EXERCISE GOAL: Render all of the data below as a Markdown table with two columns: Row for a running line number and Text for the line itself. Leave out any blank lines.
[start]
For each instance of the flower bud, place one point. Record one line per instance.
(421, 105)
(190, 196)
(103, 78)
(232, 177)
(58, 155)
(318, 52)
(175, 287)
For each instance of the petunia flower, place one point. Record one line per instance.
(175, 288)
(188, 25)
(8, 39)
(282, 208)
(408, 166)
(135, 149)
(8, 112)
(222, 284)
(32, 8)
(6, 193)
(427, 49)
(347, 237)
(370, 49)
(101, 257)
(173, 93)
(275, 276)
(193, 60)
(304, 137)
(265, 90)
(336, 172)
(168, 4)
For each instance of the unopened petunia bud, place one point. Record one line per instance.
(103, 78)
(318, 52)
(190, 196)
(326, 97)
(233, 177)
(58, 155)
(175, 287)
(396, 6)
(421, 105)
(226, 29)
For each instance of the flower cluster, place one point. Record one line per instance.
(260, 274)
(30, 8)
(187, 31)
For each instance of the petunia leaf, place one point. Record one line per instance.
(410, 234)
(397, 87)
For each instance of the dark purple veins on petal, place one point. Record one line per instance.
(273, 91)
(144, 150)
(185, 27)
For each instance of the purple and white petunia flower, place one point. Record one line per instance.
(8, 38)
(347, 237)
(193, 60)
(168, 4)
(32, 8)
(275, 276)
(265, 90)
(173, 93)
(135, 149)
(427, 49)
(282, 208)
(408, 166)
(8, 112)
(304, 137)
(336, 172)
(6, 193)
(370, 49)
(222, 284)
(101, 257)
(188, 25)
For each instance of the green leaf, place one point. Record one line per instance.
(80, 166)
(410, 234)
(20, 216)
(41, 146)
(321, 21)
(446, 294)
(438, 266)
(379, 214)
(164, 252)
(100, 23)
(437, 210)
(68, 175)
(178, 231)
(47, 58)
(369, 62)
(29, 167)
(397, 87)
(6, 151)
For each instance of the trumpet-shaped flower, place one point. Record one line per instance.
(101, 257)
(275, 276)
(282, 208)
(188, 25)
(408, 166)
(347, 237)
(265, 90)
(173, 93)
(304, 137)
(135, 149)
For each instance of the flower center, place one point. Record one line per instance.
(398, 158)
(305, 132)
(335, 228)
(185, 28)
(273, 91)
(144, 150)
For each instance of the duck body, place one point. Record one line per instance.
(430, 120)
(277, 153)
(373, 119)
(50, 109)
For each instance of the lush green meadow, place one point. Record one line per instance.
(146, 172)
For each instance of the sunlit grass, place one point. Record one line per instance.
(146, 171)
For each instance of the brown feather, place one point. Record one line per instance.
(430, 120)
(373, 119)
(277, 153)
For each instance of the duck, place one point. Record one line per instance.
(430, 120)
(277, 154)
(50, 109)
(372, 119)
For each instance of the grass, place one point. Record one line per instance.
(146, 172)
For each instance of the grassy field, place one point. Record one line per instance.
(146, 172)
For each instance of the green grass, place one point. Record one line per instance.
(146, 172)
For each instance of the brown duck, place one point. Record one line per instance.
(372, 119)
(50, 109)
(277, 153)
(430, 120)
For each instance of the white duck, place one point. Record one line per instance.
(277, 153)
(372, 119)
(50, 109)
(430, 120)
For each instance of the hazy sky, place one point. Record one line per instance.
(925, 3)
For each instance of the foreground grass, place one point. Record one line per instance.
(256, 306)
[end]
EXERCISE ANSWER:
| Row | Text |
|---|---|
| 1 | For each instance of the flower bud, place one point. Record one line per instance. |
| 2 | (421, 105) |
| 3 | (190, 196) |
| 4 | (103, 78) |
| 5 | (232, 177) |
| 6 | (58, 155) |
| 7 | (318, 52) |
| 8 | (175, 287) |
| 9 | For each instance of the petunia flower, place one point. Record one line per instance. |
| 10 | (175, 288) |
| 11 | (188, 25) |
| 12 | (8, 39) |
| 13 | (282, 208) |
| 14 | (408, 166) |
| 15 | (135, 149) |
| 16 | (8, 112) |
| 17 | (222, 284) |
| 18 | (32, 8) |
| 19 | (6, 193) |
| 20 | (427, 49) |
| 21 | (347, 237) |
| 22 | (370, 49) |
| 23 | (101, 257) |
| 24 | (173, 93) |
| 25 | (275, 276) |
| 26 | (193, 60) |
| 27 | (304, 137) |
| 28 | (265, 90) |
| 29 | (336, 172) |
| 30 | (168, 4) |
| 31 | For each instance of the unopened petunia bud, place one point. Record one line per instance. |
| 32 | (103, 78) |
| 33 | (318, 52) |
| 34 | (190, 196) |
| 35 | (326, 97) |
| 36 | (233, 177) |
| 37 | (58, 155) |
| 38 | (175, 287) |
| 39 | (396, 6) |
| 40 | (421, 105) |
| 41 | (226, 29) |
| 42 | For each instance of the flower cluster, place one point. Record one line per instance. |
| 43 | (260, 274) |
| 44 | (30, 8) |
| 45 | (187, 31) |
| 46 | For each instance of the petunia leaf, place one point. Record one line per instance. |
| 47 | (410, 234) |
| 48 | (397, 87) |
| 49 | For each instance of the dark purple veins on petal, place one point. Record one line per instance. |
| 50 | (273, 91) |
| 51 | (144, 150) |
| 52 | (185, 27) |
| 53 | For each instance of the purple and white petunia flower, place one point. Record one line per instance. |
| 54 | (8, 38) |
| 55 | (347, 237) |
| 56 | (193, 60) |
| 57 | (168, 4) |
| 58 | (32, 8) |
| 59 | (275, 276) |
| 60 | (265, 90) |
| 61 | (173, 93) |
| 62 | (135, 149) |
| 63 | (427, 49) |
| 64 | (282, 208) |
| 65 | (408, 166) |
| 66 | (8, 112) |
| 67 | (304, 137) |
| 68 | (336, 172) |
| 69 | (6, 193) |
| 70 | (370, 49) |
| 71 | (222, 284) |
| 72 | (101, 257) |
| 73 | (188, 25) |
| 74 | For each instance of the green leaf, place one point. Record one line per instance. |
| 75 | (80, 166) |
| 76 | (410, 234) |
| 77 | (20, 216) |
| 78 | (41, 146) |
| 79 | (321, 21) |
| 80 | (446, 294) |
| 81 | (438, 266) |
| 82 | (379, 214) |
| 83 | (164, 252) |
| 84 | (100, 23) |
| 85 | (437, 210) |
| 86 | (68, 175) |
| 87 | (178, 231) |
| 88 | (47, 58) |
| 89 | (369, 62) |
| 90 | (29, 167) |
| 91 | (397, 87) |
| 92 | (6, 151) |
| 93 | For each instance of the trumpet-shaped flower, place one point. Record one line per instance. |
| 94 | (101, 257) |
| 95 | (275, 276) |
| 96 | (282, 208) |
| 97 | (188, 25) |
| 98 | (408, 166) |
| 99 | (347, 237) |
| 100 | (265, 90) |
| 101 | (173, 93) |
| 102 | (304, 137) |
| 103 | (135, 149) |
| 104 | For each instance of the flower center, place one point. Record one line per instance. |
| 105 | (398, 158) |
| 106 | (305, 132) |
| 107 | (335, 228) |
| 108 | (185, 28) |
| 109 | (273, 91) |
| 110 | (144, 150) |
| 111 | For each instance of the duck body, place one point. Record one line per instance. |
| 112 | (430, 120) |
| 113 | (277, 153) |
| 114 | (373, 119) |
| 115 | (50, 109) |
| 116 | For each instance of the lush green meadow, place one point. Record one line per instance. |
| 117 | (146, 172) |
| 118 | For each instance of the sunlit grass, place one point. Record one line per instance. |
| 119 | (146, 171) |
| 120 | For each instance of the brown feather, place one point. Record one line per instance. |
| 121 | (430, 120) |
| 122 | (373, 119) |
| 123 | (277, 153) |
| 124 | For each instance of the duck, place one point. Record one line per instance. |
| 125 | (430, 120) |
| 126 | (277, 154) |
| 127 | (50, 109) |
| 128 | (372, 119) |
| 129 | For each instance of the grass, place one point. Record one line per instance. |
| 130 | (146, 172) |
| 131 | For each instance of the grassy field, place one point. Record one line per instance. |
| 132 | (146, 172) |
| 133 | For each instance of the green grass, place one point. Record one line per instance. |
| 134 | (146, 172) |
| 135 | For each instance of the brown duck, place one point. Record one line per instance. |
| 136 | (372, 119) |
| 137 | (50, 109) |
| 138 | (277, 153) |
| 139 | (430, 120) |
| 140 | For each instance of the white duck, place one point. Record one line per instance. |
| 141 | (277, 153) |
| 142 | (372, 119) |
| 143 | (50, 109) |
| 144 | (430, 120) |
| 145 | For each instance of the hazy sky, place one point. Record one line per instance. |
| 146 | (925, 3) |
| 147 | For each instance of the foreground grass, place one point. Record one line per instance. |
| 148 | (256, 306) |